EP0870678B1

EP0870678B1 - Apparatus for packaging articles of different thickness

Info

Publication number: EP0870678B1
Application number: EP19980201040
Authority: EP
Inventors: Ronald Timmerman; Johan Hendriks
Original assignee: Buhrs Zaandam BV
Current assignee: Buhrs Zaandam BV
Priority date: 1997-04-07
Filing date: 1998-04-02
Publication date: 2002-01-23
Anticipated expiration: 2018-04-02
Also published as: JPH1111407A; DE69803508T2; DE69803508D1; NL1005750C2; EP0870678A1; JP3803896B2

Description

The invention relates to a packing apparatus for packing mail items, magazines, books, CDs and like products composed of one or more layers, comprising a product-assembling path in which products to be packed are assembled, a product-positioning station by means of which the assembled products are positioned in a controlled manner on a continuous packing material web of film or paper, a folding station comprising folding means by means of which the longitudinal edges of the continuous packing material web are folded around the products to be packed to form a continuous packing tube with products included therein, and a separating station by means of which the packing tube is divided in transverse direction between the products into loose, packed end products, the product-positioning station comprising an upper and a lower speed-influencing element, intended for engaging a bottom side and a top side respectively of the product to be packed, the speed of the upper speed-influencing element always corresponding to the speed of the lower speed-influencing element, while the speeds of the two speed-influencing elements can be controlled continuously.
Such apparatus is known from European patent application EP-A-0 685 417.
A drawback of the known apparatus is that it can only pack products whose mutual thicknesses substantially correspond. However, from the nature of the packing apparatus, it follows that the products to be packed do not all have the same thickness. Indeed, in the product-assembling path, some products have more enclosures added thereto than other products. An enclosure can for instance be formed by a CD box added to a magazine and only intended for specific subscribers. It is true that in the known apparatus, the distance between the speed-influencing elements is settable, but this distance is changed only occasionally for a series of products to be packed. In the known apparatus, it is not possible to randomly process products having mutually different thicknesses.

INPUT MATERIAL -
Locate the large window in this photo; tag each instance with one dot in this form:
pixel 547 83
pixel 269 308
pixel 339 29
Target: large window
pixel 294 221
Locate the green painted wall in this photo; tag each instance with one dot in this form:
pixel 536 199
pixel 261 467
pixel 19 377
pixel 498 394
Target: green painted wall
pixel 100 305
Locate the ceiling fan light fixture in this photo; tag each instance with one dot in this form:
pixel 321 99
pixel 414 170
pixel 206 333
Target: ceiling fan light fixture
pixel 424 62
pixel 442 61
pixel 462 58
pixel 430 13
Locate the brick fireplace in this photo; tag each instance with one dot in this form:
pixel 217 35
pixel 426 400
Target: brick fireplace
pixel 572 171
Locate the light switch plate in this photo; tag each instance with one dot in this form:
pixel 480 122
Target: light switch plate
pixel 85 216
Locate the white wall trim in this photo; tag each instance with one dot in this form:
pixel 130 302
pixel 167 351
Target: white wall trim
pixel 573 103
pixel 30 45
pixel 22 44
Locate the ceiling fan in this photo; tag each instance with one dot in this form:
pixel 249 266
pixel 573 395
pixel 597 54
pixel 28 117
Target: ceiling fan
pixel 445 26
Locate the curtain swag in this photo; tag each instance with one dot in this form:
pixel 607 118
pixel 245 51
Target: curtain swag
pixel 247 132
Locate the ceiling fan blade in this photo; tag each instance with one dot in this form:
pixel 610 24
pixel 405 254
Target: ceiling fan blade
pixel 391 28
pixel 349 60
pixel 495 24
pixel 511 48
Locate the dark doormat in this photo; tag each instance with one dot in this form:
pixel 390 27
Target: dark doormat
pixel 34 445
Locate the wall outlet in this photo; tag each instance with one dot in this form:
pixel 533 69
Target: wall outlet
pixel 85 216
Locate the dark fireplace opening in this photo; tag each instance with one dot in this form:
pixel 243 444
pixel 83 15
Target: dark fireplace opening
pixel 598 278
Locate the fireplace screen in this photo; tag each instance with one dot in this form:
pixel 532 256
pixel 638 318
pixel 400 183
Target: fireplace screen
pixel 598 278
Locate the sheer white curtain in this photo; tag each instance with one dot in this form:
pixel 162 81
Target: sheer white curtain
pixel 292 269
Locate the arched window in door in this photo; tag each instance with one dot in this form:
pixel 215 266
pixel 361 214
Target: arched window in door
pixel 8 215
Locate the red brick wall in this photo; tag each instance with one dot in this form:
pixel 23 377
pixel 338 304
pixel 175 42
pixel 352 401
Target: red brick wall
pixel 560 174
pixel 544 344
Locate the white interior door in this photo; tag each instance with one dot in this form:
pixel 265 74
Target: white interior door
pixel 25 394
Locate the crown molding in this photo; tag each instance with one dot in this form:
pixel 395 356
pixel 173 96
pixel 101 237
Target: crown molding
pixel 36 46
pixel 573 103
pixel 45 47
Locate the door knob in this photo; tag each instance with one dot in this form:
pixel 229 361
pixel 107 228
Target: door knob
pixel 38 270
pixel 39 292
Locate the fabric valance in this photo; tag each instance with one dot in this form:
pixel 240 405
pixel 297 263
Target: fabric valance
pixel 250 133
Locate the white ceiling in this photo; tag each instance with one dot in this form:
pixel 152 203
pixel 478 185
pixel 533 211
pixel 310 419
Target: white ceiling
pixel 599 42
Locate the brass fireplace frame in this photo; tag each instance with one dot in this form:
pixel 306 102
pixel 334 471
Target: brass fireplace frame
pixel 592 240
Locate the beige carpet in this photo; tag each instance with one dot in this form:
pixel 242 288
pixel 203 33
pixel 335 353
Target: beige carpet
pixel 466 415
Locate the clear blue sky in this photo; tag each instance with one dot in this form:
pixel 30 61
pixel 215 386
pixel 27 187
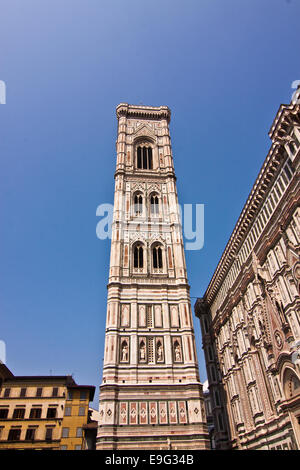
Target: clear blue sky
pixel 222 66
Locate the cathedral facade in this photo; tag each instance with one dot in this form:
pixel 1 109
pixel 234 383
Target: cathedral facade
pixel 150 395
pixel 250 312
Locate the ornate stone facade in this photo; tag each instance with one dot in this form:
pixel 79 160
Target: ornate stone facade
pixel 250 313
pixel 151 395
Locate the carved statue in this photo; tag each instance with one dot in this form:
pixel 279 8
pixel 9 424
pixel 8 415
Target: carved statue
pixel 177 353
pixel 142 351
pixel 124 352
pixel 159 352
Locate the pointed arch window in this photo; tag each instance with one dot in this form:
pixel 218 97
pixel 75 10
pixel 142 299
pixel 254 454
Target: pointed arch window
pixel 144 158
pixel 138 204
pixel 138 257
pixel 157 257
pixel 154 205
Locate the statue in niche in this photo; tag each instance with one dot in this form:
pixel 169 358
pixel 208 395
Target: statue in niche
pixel 177 352
pixel 159 351
pixel 124 351
pixel 142 351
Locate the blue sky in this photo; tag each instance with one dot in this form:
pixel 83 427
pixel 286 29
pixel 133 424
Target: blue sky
pixel 222 66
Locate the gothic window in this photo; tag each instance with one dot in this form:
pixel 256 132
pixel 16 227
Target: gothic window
pixel 144 158
pixel 138 204
pixel 154 205
pixel 138 256
pixel 124 351
pixel 142 354
pixel 149 316
pixel 159 351
pixel 157 257
pixel 177 352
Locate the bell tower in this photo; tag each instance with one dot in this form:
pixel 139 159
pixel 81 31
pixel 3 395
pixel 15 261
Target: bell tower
pixel 151 395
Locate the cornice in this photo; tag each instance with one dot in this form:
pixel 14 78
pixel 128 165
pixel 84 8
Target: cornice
pixel 260 189
pixel 143 112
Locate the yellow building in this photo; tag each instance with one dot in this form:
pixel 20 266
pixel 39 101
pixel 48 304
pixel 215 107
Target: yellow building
pixel 43 412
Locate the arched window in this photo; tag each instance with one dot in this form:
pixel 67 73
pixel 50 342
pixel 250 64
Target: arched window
pixel 144 157
pixel 154 205
pixel 157 257
pixel 138 204
pixel 138 256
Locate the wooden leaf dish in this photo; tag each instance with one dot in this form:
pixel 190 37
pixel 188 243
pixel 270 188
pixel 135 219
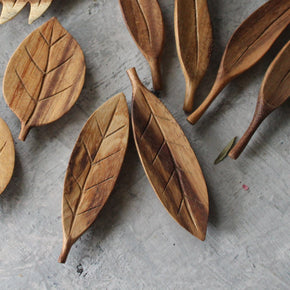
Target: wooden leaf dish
pixel 193 34
pixel 44 77
pixel 169 161
pixel 12 7
pixel 7 155
pixel 275 91
pixel 145 23
pixel 93 169
pixel 247 46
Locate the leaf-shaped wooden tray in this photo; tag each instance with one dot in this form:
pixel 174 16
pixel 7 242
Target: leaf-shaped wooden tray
pixel 193 34
pixel 169 161
pixel 12 7
pixel 7 155
pixel 44 77
pixel 145 23
pixel 94 168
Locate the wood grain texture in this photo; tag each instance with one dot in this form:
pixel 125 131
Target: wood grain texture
pixel 275 91
pixel 12 7
pixel 169 161
pixel 247 46
pixel 94 168
pixel 44 77
pixel 145 22
pixel 7 155
pixel 193 35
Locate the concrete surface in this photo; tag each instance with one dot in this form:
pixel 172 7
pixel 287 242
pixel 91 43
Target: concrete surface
pixel 135 244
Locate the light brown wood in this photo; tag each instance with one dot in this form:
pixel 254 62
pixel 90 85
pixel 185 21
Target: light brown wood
pixel 193 34
pixel 145 23
pixel 12 7
pixel 93 169
pixel 169 161
pixel 274 92
pixel 44 77
pixel 248 45
pixel 7 155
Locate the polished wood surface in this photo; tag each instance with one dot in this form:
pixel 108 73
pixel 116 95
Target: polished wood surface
pixel 44 77
pixel 93 169
pixel 193 35
pixel 247 46
pixel 168 160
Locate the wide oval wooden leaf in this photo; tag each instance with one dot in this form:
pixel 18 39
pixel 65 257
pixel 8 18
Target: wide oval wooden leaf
pixel 7 155
pixel 145 23
pixel 193 34
pixel 44 77
pixel 94 168
pixel 169 161
pixel 12 7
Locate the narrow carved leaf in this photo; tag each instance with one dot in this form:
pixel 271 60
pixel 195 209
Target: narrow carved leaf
pixel 44 77
pixel 145 23
pixel 93 169
pixel 168 160
pixel 193 34
pixel 12 7
pixel 248 45
pixel 7 155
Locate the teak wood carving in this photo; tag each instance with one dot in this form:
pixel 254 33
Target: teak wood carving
pixel 275 90
pixel 12 7
pixel 7 155
pixel 93 169
pixel 248 45
pixel 169 161
pixel 44 77
pixel 193 34
pixel 145 23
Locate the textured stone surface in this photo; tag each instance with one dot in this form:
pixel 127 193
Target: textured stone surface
pixel 135 244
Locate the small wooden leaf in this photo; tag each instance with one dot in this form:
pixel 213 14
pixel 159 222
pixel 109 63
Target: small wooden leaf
pixel 94 168
pixel 7 155
pixel 44 77
pixel 249 43
pixel 225 151
pixel 193 34
pixel 12 7
pixel 169 161
pixel 145 23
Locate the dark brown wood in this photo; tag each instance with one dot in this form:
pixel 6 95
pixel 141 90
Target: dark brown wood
pixel 248 45
pixel 145 23
pixel 274 92
pixel 193 34
pixel 7 155
pixel 93 169
pixel 12 7
pixel 44 77
pixel 168 160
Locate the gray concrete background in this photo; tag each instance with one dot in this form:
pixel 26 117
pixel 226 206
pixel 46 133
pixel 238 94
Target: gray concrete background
pixel 135 244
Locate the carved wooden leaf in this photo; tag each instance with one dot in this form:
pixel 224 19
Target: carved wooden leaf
pixel 44 77
pixel 94 168
pixel 145 23
pixel 12 7
pixel 7 155
pixel 169 161
pixel 193 34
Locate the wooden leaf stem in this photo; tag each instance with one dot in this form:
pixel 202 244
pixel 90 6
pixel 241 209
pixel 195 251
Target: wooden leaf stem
pixel 168 160
pixel 7 155
pixel 274 92
pixel 44 77
pixel 193 34
pixel 145 23
pixel 248 45
pixel 93 169
pixel 12 7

SET EXERCISE A - In the packing apparatus patent, rewrite the paragraph beginning "A drawback of the known apparatus" more briefly, keeping its main facts.
SET EXERCISE B - Write out the records verbatim, starting with their first line and ending with the line containing "pixel 430 13", including both of those lines.
The records are unrelated to the packing apparatus patent.

REPLY A - The known apparatus can pack only products of substantially the same thickness. In practice, products differ in thickness because some receive more enclosures in the product-assembling path, such as a CD box added to a magazine only for specific subscribers. The distance between its speed-influencing elements can be set, but it is changed only occasionally for a series of products. As a result, products of mutually different thicknesses cannot be processed in random order.

REPLY B -
Locate the large window in this photo; tag each instance with one dot in this form:
pixel 547 83
pixel 269 308
pixel 339 29
Target: large window
pixel 294 221
Locate the green painted wall in this photo; tag each instance with one dot in this form:
pixel 536 199
pixel 261 467
pixel 19 377
pixel 498 394
Target: green painted wall
pixel 100 305
Locate the ceiling fan light fixture in this photo; tag each instance with one dot in this form:
pixel 321 99
pixel 414 170
pixel 206 333
Target: ceiling fan light fixture
pixel 424 62
pixel 442 61
pixel 462 58
pixel 430 13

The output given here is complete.